### EXERCISE PROMPT
Make an exact copy of the entries below.

************

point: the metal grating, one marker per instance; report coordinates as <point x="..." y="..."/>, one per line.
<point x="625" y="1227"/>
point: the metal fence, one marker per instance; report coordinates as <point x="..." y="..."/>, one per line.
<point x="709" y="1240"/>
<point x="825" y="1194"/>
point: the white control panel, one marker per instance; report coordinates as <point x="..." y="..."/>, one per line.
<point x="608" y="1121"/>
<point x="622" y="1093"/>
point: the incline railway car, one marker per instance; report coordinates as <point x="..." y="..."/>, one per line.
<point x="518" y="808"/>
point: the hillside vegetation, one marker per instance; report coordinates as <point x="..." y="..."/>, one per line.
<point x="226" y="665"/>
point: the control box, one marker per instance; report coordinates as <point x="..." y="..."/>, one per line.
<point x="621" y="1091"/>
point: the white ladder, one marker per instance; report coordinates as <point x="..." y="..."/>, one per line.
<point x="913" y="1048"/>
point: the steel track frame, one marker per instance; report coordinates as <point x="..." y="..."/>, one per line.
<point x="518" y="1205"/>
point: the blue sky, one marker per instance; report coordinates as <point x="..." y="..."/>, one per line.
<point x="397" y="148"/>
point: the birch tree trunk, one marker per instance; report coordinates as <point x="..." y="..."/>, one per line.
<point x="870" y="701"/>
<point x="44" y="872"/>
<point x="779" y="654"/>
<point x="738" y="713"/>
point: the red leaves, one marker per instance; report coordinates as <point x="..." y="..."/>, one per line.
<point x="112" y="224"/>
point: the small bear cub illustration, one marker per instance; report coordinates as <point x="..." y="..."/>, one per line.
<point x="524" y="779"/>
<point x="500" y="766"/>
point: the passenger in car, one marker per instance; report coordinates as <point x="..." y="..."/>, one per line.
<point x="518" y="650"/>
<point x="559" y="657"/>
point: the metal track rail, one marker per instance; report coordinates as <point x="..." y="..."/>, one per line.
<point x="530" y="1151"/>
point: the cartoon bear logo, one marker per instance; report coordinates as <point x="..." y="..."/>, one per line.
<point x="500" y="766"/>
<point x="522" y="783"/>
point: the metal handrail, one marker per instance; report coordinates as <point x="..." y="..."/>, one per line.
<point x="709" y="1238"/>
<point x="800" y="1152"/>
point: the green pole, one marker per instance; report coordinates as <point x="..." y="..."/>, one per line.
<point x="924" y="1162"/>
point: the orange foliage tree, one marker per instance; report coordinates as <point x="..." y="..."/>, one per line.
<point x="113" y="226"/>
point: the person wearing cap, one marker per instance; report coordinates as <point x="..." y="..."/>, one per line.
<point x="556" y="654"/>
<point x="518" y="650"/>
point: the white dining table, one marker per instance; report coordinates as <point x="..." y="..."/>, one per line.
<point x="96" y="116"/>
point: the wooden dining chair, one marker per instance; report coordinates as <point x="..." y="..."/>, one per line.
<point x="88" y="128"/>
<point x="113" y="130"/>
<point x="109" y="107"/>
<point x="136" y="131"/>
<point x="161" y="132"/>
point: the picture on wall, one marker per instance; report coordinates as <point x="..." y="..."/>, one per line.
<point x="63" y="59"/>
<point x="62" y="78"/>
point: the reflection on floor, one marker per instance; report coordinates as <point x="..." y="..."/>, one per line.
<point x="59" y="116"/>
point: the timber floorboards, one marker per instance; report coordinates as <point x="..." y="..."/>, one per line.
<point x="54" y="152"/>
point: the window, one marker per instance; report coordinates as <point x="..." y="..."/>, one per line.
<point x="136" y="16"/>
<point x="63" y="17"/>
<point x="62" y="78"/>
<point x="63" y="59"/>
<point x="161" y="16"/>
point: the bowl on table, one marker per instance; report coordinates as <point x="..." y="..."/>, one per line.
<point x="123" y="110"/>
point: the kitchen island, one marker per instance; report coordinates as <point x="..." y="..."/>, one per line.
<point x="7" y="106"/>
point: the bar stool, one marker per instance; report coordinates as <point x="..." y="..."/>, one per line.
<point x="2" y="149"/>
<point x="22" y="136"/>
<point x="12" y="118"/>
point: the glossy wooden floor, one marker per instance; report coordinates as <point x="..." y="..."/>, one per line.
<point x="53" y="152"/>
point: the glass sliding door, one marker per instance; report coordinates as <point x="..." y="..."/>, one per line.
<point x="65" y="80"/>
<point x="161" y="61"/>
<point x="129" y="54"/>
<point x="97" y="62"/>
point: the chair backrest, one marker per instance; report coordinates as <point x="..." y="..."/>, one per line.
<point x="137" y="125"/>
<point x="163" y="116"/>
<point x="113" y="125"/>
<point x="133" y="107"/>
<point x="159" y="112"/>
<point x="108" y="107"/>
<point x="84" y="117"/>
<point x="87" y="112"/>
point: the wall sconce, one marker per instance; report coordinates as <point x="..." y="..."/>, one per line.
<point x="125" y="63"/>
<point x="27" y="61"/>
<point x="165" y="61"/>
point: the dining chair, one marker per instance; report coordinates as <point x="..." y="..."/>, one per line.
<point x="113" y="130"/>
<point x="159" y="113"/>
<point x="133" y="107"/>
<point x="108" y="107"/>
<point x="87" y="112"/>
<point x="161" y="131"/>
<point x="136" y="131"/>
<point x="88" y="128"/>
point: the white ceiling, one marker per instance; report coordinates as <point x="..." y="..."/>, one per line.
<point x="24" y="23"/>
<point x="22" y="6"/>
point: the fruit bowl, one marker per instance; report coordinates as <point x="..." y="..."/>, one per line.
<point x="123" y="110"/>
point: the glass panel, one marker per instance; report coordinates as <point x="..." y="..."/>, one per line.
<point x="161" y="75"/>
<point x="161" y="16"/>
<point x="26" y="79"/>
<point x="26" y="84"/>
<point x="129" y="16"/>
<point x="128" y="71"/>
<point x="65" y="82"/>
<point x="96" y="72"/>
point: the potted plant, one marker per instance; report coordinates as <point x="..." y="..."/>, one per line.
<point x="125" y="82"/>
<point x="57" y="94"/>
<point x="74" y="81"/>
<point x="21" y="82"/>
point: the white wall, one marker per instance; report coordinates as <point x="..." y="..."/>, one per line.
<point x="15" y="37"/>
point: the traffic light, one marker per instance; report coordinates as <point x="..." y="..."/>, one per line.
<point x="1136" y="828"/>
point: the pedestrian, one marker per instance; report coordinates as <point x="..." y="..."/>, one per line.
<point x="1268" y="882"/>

************

### SOLUTION
point: the metal grating, one marker per instance; report coordinates as <point x="..." y="..."/>, one per line.
<point x="625" y="1227"/>
point: the metal fence, one marker per instance; report coordinates as <point x="..." y="..."/>, one per line.
<point x="709" y="1240"/>
<point x="825" y="1194"/>
point: the white control panel, one marker per instance; report coordinates as <point x="..." y="..."/>, one per line.
<point x="608" y="1121"/>
<point x="622" y="1093"/>
point: the incline railway car, one marker per instance; report coordinates as <point x="..." y="..."/>, one per line.
<point x="518" y="808"/>
point: the hillside vegetation, one marker per instance; report coordinates as <point x="..." y="..."/>, one per line.
<point x="226" y="665"/>
point: the control box, one marker per instance; report coordinates as <point x="..." y="..."/>, one per line.
<point x="621" y="1091"/>
point: the white ladder, one marker per instance; report coordinates as <point x="..." y="..."/>, one per line.
<point x="913" y="1048"/>
point: the steel track frame, one marker per instance; report coordinates as <point x="..." y="..."/>, one per line.
<point x="518" y="1205"/>
point: the blue sky, one marker per instance; report coordinates as <point x="..." y="..."/>, one per line.
<point x="397" y="148"/>
point: the birch tree trunk, one marker per instance; report coordinates as <point x="..." y="..."/>, one per line.
<point x="870" y="701"/>
<point x="44" y="872"/>
<point x="779" y="654"/>
<point x="738" y="713"/>
point: the red leaves, one marker per instance; report coordinates as <point x="..." y="..."/>, one per line.
<point x="112" y="224"/>
point: the small bear cub illustration, one marker per instance; report coordinates as <point x="..." y="..."/>, one per line.
<point x="524" y="779"/>
<point x="500" y="766"/>
point: the passenger in car, one marker per instance; report coordinates as <point x="..." y="..."/>, one per line.
<point x="518" y="650"/>
<point x="559" y="657"/>
point: the metal track rail, one marker per instance; report coordinates as <point x="..." y="..."/>, one per line.
<point x="530" y="1151"/>
point: the cartoon bear logo, one marker per instance; report coordinates as <point x="..." y="..."/>, one per line.
<point x="500" y="766"/>
<point x="522" y="783"/>
point: the metal handrail, one marker per instance; report coordinates as <point x="..." y="..."/>, one per line.
<point x="709" y="1238"/>
<point x="800" y="1152"/>
point: the green pole, one marker per instance; report coordinates as <point x="..." y="..."/>, one per line.
<point x="924" y="1162"/>
point: the orange foliage tree, one marker per instance; report coordinates as <point x="..." y="..."/>, one per line.
<point x="113" y="226"/>
point: the person wearing cap, one marker per instance; report coordinates as <point x="..." y="..."/>, one per line.
<point x="556" y="654"/>
<point x="518" y="650"/>
point: the white dining table, one marker per instance; report coordinates as <point x="..." y="..."/>, one per line.
<point x="96" y="116"/>
point: the wooden dining chair, one marker per instance; report coordinates as <point x="..." y="..."/>, one per line.
<point x="88" y="128"/>
<point x="113" y="130"/>
<point x="109" y="107"/>
<point x="136" y="131"/>
<point x="161" y="132"/>
point: the picture on wall, one marker per instance; report coordinates as <point x="..." y="..."/>, one per line.
<point x="63" y="59"/>
<point x="62" y="78"/>
point: the reflection on floor, one marker per instance; report coordinates as <point x="..." y="..."/>, one per line.
<point x="59" y="116"/>
point: the timber floorboards, one marker per instance; report coordinates as <point x="..." y="..."/>, one per line.
<point x="54" y="152"/>
point: the window, one marker per instance; report coordinates as <point x="..." y="..."/>, one per line.
<point x="136" y="16"/>
<point x="63" y="17"/>
<point x="62" y="78"/>
<point x="63" y="59"/>
<point x="161" y="16"/>
point: the bowl on table, one marker per instance; report coordinates as <point x="..." y="..."/>, one per line.
<point x="123" y="110"/>
point: the kitchen island, one marker per instance; report coordinates as <point x="..." y="..."/>, one per line.
<point x="7" y="106"/>
point: the bar stool, one marker per instance; report coordinates as <point x="..." y="..."/>, one per line.
<point x="2" y="149"/>
<point x="22" y="136"/>
<point x="12" y="118"/>
point: the glossy wooden floor, one marker per instance; report coordinates as <point x="..." y="..."/>, one per line.
<point x="53" y="152"/>
point: the glass sliding door, one marker per instance; report coordinates as <point x="..." y="..."/>, one per line.
<point x="65" y="80"/>
<point x="161" y="61"/>
<point x="129" y="54"/>
<point x="97" y="62"/>
point: the chair backrest, one marker per instance; report coordinates as <point x="..." y="..."/>, one per line.
<point x="137" y="125"/>
<point x="163" y="116"/>
<point x="113" y="125"/>
<point x="133" y="107"/>
<point x="159" y="112"/>
<point x="108" y="107"/>
<point x="84" y="117"/>
<point x="87" y="112"/>
point: the wall sconce, one marker per instance; report coordinates as <point x="..." y="..."/>, one per line.
<point x="125" y="63"/>
<point x="27" y="61"/>
<point x="165" y="61"/>
point: the dining chair, one marker per instance; report coordinates as <point x="..." y="..."/>, one per line.
<point x="113" y="130"/>
<point x="159" y="113"/>
<point x="133" y="107"/>
<point x="108" y="107"/>
<point x="87" y="112"/>
<point x="161" y="131"/>
<point x="136" y="131"/>
<point x="88" y="128"/>
point: the white ceiling, one marker per instance; report coordinates as <point x="..." y="..."/>, one per line.
<point x="24" y="23"/>
<point x="22" y="6"/>
point: the fruit bowl, one marker per instance; report coordinates as <point x="..." y="..."/>, one per line.
<point x="123" y="110"/>
point: the glass panel, one marker per instance; report coordinates as <point x="..." y="..."/>, one per line.
<point x="161" y="75"/>
<point x="161" y="16"/>
<point x="26" y="79"/>
<point x="26" y="84"/>
<point x="129" y="16"/>
<point x="128" y="71"/>
<point x="65" y="82"/>
<point x="96" y="72"/>
point: the potted plant, one marker per instance; report coordinates as <point x="..." y="..."/>, one per line.
<point x="125" y="82"/>
<point x="57" y="94"/>
<point x="74" y="81"/>
<point x="21" y="82"/>
point: the white wall, one marker per instance; report coordinates as <point x="..." y="..."/>, one per line.
<point x="15" y="37"/>
point: the traffic light, one marker per instance; report coordinates as <point x="..." y="..."/>, one per line.
<point x="1136" y="828"/>
point: the pedestrian, one marker per instance; report coordinates as <point x="..." y="..."/>, one per line.
<point x="1268" y="882"/>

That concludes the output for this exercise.